> **Supplied data**:

* begin *

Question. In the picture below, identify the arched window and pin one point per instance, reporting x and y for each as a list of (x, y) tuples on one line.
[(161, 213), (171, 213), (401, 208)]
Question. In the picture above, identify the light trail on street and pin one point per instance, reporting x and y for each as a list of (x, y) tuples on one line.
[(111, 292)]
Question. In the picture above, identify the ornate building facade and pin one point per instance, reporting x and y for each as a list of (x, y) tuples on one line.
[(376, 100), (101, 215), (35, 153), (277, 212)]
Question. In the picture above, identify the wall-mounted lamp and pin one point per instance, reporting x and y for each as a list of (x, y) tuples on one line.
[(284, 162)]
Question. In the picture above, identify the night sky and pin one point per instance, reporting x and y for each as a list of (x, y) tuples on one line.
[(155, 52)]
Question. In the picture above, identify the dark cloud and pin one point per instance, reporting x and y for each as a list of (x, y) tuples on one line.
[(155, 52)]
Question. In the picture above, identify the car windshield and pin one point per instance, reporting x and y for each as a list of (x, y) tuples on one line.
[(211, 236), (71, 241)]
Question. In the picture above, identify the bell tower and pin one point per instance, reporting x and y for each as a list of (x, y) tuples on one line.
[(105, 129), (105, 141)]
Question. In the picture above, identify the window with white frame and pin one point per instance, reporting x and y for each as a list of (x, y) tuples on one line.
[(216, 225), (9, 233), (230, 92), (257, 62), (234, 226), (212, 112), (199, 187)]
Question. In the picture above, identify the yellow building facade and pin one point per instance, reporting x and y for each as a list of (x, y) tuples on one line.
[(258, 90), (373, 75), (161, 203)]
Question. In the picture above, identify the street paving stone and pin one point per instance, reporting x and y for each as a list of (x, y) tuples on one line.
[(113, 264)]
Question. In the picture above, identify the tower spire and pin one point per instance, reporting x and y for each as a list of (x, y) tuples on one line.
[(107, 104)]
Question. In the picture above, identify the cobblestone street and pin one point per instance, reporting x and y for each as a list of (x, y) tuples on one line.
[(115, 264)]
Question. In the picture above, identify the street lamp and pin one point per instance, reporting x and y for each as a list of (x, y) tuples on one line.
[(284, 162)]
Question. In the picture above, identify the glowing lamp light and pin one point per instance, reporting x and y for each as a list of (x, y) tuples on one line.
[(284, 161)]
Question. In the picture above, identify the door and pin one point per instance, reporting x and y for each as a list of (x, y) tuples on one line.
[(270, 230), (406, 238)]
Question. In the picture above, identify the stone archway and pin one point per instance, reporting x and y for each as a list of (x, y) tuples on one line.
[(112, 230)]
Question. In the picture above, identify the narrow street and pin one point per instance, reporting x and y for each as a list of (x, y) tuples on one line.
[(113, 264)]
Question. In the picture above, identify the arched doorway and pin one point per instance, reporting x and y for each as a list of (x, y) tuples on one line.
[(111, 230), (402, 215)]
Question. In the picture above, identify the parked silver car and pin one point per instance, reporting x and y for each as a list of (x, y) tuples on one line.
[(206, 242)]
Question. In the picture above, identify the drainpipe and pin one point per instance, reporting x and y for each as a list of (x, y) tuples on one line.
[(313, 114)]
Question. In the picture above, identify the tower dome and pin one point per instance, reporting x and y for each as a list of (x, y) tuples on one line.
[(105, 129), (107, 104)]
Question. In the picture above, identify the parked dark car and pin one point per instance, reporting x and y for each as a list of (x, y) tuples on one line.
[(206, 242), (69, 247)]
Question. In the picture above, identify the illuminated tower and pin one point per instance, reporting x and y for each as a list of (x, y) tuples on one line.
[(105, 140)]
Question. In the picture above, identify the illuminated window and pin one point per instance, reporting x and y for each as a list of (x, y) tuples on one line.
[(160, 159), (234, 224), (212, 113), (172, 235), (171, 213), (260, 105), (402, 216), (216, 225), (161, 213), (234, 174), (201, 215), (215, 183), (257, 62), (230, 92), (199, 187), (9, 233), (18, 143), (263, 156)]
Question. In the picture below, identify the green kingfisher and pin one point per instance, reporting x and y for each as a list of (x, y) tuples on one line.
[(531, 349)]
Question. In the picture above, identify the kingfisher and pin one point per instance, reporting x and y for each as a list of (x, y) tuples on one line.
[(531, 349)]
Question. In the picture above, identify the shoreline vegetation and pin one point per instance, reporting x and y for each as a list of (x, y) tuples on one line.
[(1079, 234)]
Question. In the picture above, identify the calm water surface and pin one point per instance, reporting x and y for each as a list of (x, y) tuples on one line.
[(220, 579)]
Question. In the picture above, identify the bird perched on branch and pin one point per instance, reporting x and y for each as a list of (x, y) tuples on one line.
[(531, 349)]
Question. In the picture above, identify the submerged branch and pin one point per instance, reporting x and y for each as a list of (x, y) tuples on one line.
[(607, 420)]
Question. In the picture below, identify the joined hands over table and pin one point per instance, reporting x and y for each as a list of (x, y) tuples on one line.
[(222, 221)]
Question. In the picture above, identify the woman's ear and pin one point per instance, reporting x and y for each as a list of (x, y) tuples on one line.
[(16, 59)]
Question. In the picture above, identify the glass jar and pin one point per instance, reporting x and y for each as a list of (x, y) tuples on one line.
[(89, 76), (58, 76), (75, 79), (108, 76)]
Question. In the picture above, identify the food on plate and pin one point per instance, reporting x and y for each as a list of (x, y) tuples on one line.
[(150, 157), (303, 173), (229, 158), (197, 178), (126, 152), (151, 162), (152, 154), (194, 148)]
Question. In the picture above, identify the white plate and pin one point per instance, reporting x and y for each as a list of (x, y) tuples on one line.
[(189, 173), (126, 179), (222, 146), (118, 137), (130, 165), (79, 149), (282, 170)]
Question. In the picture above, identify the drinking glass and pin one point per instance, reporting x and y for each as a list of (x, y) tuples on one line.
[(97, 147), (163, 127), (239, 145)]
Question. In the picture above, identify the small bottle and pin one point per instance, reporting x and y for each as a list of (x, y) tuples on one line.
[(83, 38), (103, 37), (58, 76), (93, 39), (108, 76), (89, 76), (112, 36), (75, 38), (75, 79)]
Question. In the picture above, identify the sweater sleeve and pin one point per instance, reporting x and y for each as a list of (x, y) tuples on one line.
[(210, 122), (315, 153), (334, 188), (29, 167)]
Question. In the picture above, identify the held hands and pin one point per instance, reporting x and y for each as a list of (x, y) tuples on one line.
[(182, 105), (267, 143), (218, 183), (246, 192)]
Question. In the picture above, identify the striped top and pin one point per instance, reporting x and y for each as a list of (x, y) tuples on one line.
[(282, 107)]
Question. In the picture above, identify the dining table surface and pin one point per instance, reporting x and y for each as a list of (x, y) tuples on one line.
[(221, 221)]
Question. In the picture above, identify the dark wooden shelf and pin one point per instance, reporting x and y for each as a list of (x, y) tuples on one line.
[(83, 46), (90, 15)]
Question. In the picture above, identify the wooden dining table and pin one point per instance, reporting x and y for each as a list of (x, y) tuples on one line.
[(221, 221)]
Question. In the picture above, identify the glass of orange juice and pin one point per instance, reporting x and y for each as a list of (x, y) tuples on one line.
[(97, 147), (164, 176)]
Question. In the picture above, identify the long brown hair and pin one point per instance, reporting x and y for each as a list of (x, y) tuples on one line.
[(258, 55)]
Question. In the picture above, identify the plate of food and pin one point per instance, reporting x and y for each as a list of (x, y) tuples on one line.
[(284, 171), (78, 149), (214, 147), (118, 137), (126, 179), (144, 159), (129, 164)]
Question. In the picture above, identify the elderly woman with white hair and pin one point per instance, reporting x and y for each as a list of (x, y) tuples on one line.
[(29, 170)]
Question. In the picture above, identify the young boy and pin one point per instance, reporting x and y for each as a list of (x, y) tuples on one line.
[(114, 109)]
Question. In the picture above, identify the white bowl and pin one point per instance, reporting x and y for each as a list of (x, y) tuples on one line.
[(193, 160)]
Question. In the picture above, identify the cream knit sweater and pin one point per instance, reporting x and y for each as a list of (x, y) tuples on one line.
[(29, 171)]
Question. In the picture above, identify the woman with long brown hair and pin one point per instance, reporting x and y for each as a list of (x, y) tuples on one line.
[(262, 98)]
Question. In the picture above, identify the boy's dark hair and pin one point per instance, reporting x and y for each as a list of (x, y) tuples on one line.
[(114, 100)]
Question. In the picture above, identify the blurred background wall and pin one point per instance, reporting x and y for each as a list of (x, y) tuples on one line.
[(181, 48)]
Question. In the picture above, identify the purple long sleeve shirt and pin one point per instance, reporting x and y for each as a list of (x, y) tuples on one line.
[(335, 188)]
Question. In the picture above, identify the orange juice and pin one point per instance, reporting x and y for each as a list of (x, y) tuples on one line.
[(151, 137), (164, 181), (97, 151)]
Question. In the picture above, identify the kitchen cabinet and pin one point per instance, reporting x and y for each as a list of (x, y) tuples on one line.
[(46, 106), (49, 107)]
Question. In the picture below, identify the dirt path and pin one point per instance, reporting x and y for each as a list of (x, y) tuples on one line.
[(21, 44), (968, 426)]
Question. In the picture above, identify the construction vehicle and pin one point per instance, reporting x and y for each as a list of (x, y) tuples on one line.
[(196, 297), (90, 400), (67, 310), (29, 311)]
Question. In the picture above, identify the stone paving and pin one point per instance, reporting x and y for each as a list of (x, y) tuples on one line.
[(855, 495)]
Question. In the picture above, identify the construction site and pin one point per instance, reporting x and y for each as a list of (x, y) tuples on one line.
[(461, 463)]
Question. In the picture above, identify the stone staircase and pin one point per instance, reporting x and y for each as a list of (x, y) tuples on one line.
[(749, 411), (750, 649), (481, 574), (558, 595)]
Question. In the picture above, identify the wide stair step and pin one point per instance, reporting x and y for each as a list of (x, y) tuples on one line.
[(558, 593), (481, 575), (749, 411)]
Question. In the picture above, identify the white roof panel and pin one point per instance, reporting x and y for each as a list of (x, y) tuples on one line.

* end *

> **Task**: Rewrite the lines starting with the line that contains "Question. In the picture above, identify the woman's" and going on through the line that contains "154), (194, 148)]", swapping "glass jar" for "ceramic jar" and leaving everything else unchanged.

> **Full output**:
Question. In the picture above, identify the woman's ear and pin one point per instance, reporting x and y for each as a list of (x, y) tuples on one line.
[(16, 59)]
Question. In the picture above, identify the ceramic jar and pin one point per instance, reporting x and y for each as a list of (x, y) tuples on one line.
[(89, 76), (58, 76), (75, 79), (108, 76)]
Question. In the picture above, identify the food on plate and pin one point per instance, reporting x and y for each as a list of (x, y) tuples on one line.
[(150, 157), (303, 173), (229, 158), (197, 178), (126, 152), (151, 162), (152, 154), (194, 148)]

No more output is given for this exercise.